Problem to work on — Type out the data exactly as given. Skip any image.

:: Stored data

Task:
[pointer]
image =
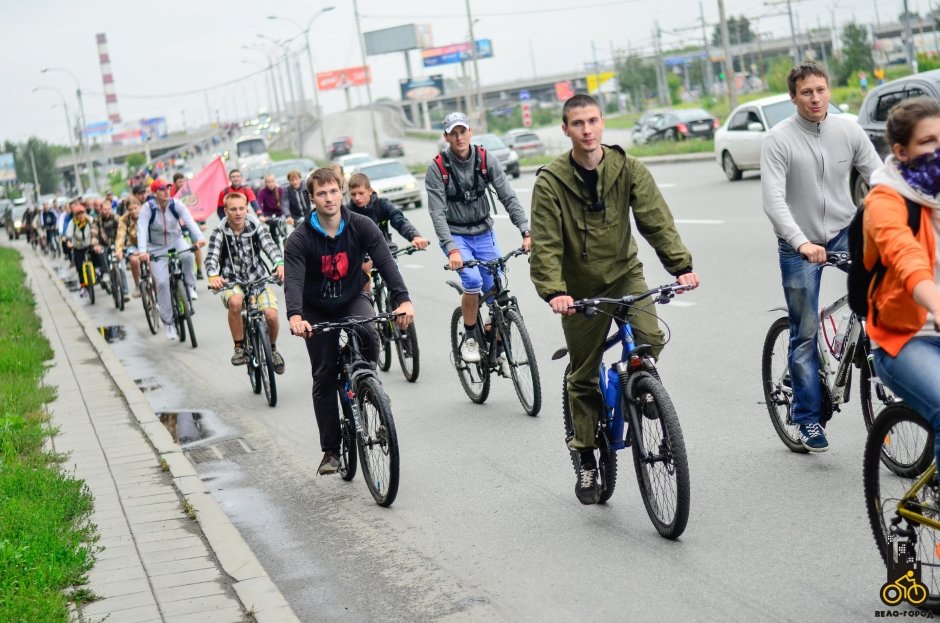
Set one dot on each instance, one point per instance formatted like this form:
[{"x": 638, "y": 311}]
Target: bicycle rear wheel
[
  {"x": 407, "y": 347},
  {"x": 607, "y": 458},
  {"x": 662, "y": 468},
  {"x": 378, "y": 445},
  {"x": 474, "y": 377},
  {"x": 901, "y": 432},
  {"x": 522, "y": 364},
  {"x": 265, "y": 360}
]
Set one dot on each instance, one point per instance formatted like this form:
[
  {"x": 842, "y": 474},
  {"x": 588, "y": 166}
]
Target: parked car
[
  {"x": 524, "y": 142},
  {"x": 738, "y": 141},
  {"x": 508, "y": 159},
  {"x": 390, "y": 179},
  {"x": 874, "y": 113},
  {"x": 391, "y": 147}
]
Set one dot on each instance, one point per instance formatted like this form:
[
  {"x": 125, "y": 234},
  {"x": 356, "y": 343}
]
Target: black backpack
[{"x": 863, "y": 282}]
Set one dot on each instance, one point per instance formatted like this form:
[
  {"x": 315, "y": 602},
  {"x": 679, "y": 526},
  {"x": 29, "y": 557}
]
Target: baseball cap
[{"x": 454, "y": 119}]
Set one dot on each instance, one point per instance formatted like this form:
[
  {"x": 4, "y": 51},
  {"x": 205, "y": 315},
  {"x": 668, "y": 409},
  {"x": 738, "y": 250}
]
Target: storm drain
[{"x": 224, "y": 450}]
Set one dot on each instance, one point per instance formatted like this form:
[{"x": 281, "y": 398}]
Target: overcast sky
[{"x": 173, "y": 47}]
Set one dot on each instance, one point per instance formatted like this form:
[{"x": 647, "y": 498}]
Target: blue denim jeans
[
  {"x": 914, "y": 375},
  {"x": 801, "y": 290}
]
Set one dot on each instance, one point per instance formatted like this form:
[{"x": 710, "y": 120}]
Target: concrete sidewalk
[{"x": 168, "y": 551}]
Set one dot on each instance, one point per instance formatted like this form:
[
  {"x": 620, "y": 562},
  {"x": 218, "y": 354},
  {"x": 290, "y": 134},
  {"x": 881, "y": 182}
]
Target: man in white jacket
[{"x": 806, "y": 161}]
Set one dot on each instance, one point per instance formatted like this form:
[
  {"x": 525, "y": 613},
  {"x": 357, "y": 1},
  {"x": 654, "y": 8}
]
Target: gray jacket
[
  {"x": 805, "y": 168},
  {"x": 467, "y": 219}
]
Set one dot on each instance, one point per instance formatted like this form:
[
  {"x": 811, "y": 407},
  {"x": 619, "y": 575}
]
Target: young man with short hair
[{"x": 806, "y": 160}]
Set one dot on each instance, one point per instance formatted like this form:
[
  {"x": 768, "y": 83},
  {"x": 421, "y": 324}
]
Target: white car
[
  {"x": 392, "y": 180},
  {"x": 738, "y": 141}
]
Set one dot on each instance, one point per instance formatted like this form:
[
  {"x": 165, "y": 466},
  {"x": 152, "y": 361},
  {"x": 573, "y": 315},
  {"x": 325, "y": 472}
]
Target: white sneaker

::::

Solution to this task —
Task:
[pointer]
image =
Set one dot on each instance, one point per instance formatted like this form:
[{"x": 638, "y": 311}]
Target: bicycle rear wheel
[
  {"x": 407, "y": 347},
  {"x": 607, "y": 458},
  {"x": 662, "y": 468},
  {"x": 378, "y": 445},
  {"x": 474, "y": 377},
  {"x": 901, "y": 432},
  {"x": 522, "y": 364},
  {"x": 265, "y": 360}
]
Set one dot on each instance, one point per instance formatted like this form:
[
  {"x": 842, "y": 474},
  {"x": 588, "y": 166}
]
Target: parked car
[
  {"x": 524, "y": 142},
  {"x": 738, "y": 141},
  {"x": 508, "y": 159},
  {"x": 390, "y": 179},
  {"x": 874, "y": 113},
  {"x": 391, "y": 147}
]
Set one dot on each instance, one point per instance formatted like this form:
[
  {"x": 125, "y": 234},
  {"x": 356, "y": 343}
]
Target: black backpack
[{"x": 863, "y": 282}]
Set one dot on each instance, one point per instance formatted like this form:
[
  {"x": 315, "y": 602},
  {"x": 679, "y": 526},
  {"x": 29, "y": 557}
]
Target: baseball cap
[{"x": 454, "y": 119}]
Set one dot on each instance, one point per instance formatted like this form:
[
  {"x": 4, "y": 51},
  {"x": 205, "y": 315},
  {"x": 668, "y": 409},
  {"x": 738, "y": 250}
]
Target: storm drain
[{"x": 224, "y": 450}]
Set one dot on each instance, one point per instance formatted like this form:
[{"x": 281, "y": 398}]
Target: overcast sky
[{"x": 173, "y": 47}]
Set one dot on each instance, one point per instance formatted like this form:
[{"x": 647, "y": 498}]
Target: blue denim jeans
[
  {"x": 914, "y": 375},
  {"x": 801, "y": 290}
]
Set one dot on each instance, one point per instance formatted like this form:
[{"x": 710, "y": 120}]
Target: concrete sidewalk
[{"x": 168, "y": 551}]
Set one dot on each instance, one point per instance formatted like this form:
[
  {"x": 620, "y": 562},
  {"x": 218, "y": 354},
  {"x": 290, "y": 134},
  {"x": 881, "y": 182}
]
Target: man in white jacket
[{"x": 806, "y": 161}]
Set one dot on each instance, one point per instance formatted like this form:
[
  {"x": 525, "y": 613},
  {"x": 357, "y": 1},
  {"x": 654, "y": 8}
]
Target: gray jacket
[
  {"x": 805, "y": 168},
  {"x": 467, "y": 219}
]
Set one dot on each instance, one point per instance formatted like this form:
[
  {"x": 811, "y": 407},
  {"x": 619, "y": 575}
]
Target: young man with short hair
[{"x": 806, "y": 160}]
Set one dot on each instance, one point per instance formatted like this form:
[
  {"x": 768, "y": 83},
  {"x": 421, "y": 324}
]
Target: white car
[
  {"x": 392, "y": 180},
  {"x": 738, "y": 141}
]
Set one dot on each instance, one point per instance formatted like this form:
[
  {"x": 165, "y": 466},
  {"x": 152, "y": 361},
  {"x": 573, "y": 315},
  {"x": 325, "y": 472}
]
Target: white sneaker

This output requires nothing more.